Dataset records
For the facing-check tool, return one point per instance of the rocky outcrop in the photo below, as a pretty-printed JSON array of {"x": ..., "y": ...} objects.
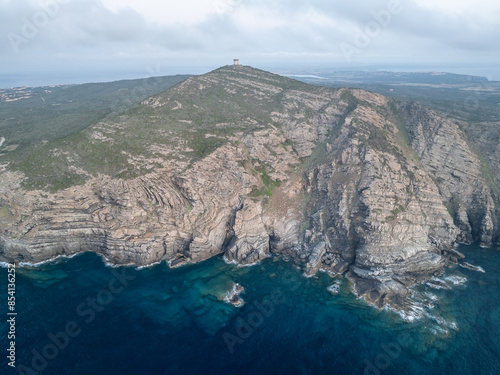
[{"x": 250, "y": 164}]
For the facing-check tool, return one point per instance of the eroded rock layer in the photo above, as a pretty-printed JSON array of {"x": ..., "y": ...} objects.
[{"x": 245, "y": 163}]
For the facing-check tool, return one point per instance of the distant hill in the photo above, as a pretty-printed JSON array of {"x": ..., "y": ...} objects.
[
  {"x": 32, "y": 114},
  {"x": 245, "y": 163}
]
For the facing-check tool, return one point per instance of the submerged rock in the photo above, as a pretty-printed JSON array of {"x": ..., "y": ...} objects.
[
  {"x": 339, "y": 179},
  {"x": 472, "y": 267},
  {"x": 233, "y": 296}
]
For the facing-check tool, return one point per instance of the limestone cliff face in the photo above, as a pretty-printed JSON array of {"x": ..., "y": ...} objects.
[{"x": 250, "y": 164}]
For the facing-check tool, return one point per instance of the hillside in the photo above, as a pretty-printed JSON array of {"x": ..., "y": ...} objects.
[{"x": 245, "y": 163}]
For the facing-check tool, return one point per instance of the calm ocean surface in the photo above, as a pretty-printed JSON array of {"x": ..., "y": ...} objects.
[{"x": 79, "y": 316}]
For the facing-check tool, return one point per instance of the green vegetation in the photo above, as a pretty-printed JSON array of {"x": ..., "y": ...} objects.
[{"x": 268, "y": 182}]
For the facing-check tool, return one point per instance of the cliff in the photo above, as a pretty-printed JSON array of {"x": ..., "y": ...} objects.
[{"x": 246, "y": 163}]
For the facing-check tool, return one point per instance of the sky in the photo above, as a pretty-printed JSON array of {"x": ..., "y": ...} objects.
[{"x": 75, "y": 41}]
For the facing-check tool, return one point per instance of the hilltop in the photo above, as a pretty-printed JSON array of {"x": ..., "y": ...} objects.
[{"x": 245, "y": 163}]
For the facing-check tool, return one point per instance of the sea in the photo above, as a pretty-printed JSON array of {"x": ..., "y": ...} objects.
[{"x": 81, "y": 316}]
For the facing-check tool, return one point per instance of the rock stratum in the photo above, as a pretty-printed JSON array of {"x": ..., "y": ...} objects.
[{"x": 246, "y": 163}]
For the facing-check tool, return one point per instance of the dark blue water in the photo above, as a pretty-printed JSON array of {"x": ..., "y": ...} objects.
[{"x": 163, "y": 321}]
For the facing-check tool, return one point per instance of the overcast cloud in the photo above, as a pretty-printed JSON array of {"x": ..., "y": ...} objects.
[{"x": 72, "y": 37}]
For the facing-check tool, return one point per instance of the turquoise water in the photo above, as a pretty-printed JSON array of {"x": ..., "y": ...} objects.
[{"x": 174, "y": 321}]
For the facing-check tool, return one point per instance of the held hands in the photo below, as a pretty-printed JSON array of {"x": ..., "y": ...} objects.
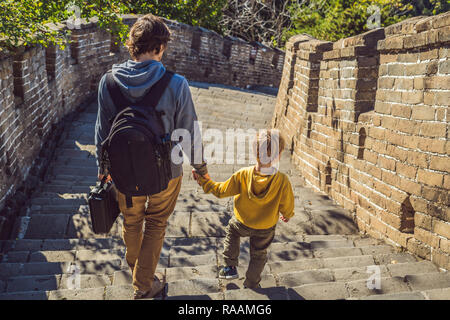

What to work on
Turn the data above into a Markdown table with the columns Row and Line, where each nonblank line gets its own numbered row. Leave the pictures out of the answer.

Task result
| Row | Line |
|---|---|
| 1 | For the facing-check tool, return one point per instance of the rocky outcrop in the photo below, as a pretty-printed JSON array of {"x": ..., "y": ...} objects. |
| 2 | [{"x": 250, "y": 164}] |
| 3 | For the facing-check tool, return one point per instance of the eroded rock layer in the photo above, as a pretty-printed JSON array of {"x": ..., "y": ...} objects. |
| 4 | [{"x": 245, "y": 163}] |
| 5 | For the facing-check tool, return one point per instance of the distant hill in the photo above, as a pretty-printed JSON array of {"x": ..., "y": ...} objects. |
| 6 | [ |
| 7 |   {"x": 32, "y": 114}, |
| 8 |   {"x": 245, "y": 163} |
| 9 | ] |
| 10 | For the facing-check tool, return one point per instance of the submerged rock in the photo above, as a pretty-printed JSON array of {"x": ..., "y": ...} objects. |
| 11 | [ |
| 12 |   {"x": 339, "y": 179}, |
| 13 |   {"x": 472, "y": 267}, |
| 14 |   {"x": 233, "y": 296} |
| 15 | ] |
| 16 | For the facing-check tool, return one point per instance of the limestone cliff face in the photo above, as a pretty-printed JSON array of {"x": ..., "y": ...} objects. |
| 17 | [{"x": 250, "y": 164}] |
| 18 | For the facing-check tool, return one point per instance of the hillside in the photo above, as a pretty-printed JSON array of {"x": ..., "y": ...} objects. |
| 19 | [{"x": 245, "y": 163}] |
| 20 | For the facing-check tool, return one point per instance of the calm ocean surface in the photo above, as a pretty-printed JSON array of {"x": ..., "y": ...} objects. |
| 21 | [{"x": 79, "y": 316}] |
| 22 | For the facing-check tool, return one point per instance of the green vegetation in the photo above, as a pretty-printed JSON array of {"x": ..., "y": ...} objects. |
| 23 | [{"x": 268, "y": 182}] |
| 24 | For the facing-check tool, return one point per instance of the cliff in the photo above, as a pretty-printed JSON array of {"x": ..., "y": ...} objects. |
| 25 | [{"x": 246, "y": 163}] |
| 26 | For the facing-check tool, return one point per instance of the sky in the photo above, as a pretty-printed JSON array of {"x": ..., "y": ...} objects. |
| 27 | [{"x": 75, "y": 41}] |
| 28 | For the facing-check tool, return one point per instance of the hilltop in the photo above, as a pretty-printed JSON array of {"x": ..., "y": ...} objects. |
| 29 | [{"x": 245, "y": 163}] |
| 30 | For the facing-check tool, return one point per instance of the sea in the photo above, as a pretty-printed JSON array of {"x": ..., "y": ...} objects. |
| 31 | [{"x": 81, "y": 316}] |
| 32 | For the facing-check tool, return one point per instance of the rock stratum in the photo above, as a pretty-printed JSON array of {"x": ..., "y": ...} objects. |
| 33 | [{"x": 246, "y": 163}] |
| 34 | For the facing-check tool, return one point per instance of the dark blue water in the photo above, as a pretty-printed JSON array of {"x": ..., "y": ...} objects. |
| 35 | [{"x": 163, "y": 321}] |
| 36 | For the facing-check tool, return one point per instance of the overcast cloud in the photo above, as a pretty-printed JSON array of {"x": ..., "y": ...} objects. |
| 37 | [{"x": 72, "y": 37}] |
| 38 | For the facing-check tool, return one point per instance of the turquoise water in the photo above, as a pretty-printed JSON array of {"x": ..., "y": ...} objects. |
| 39 | [{"x": 174, "y": 321}] |
| 40 | For the facing-check tool, return one point per instance of the held hands in the photo below, as a pretty-printed JSON array of {"x": ..., "y": ...} objects. |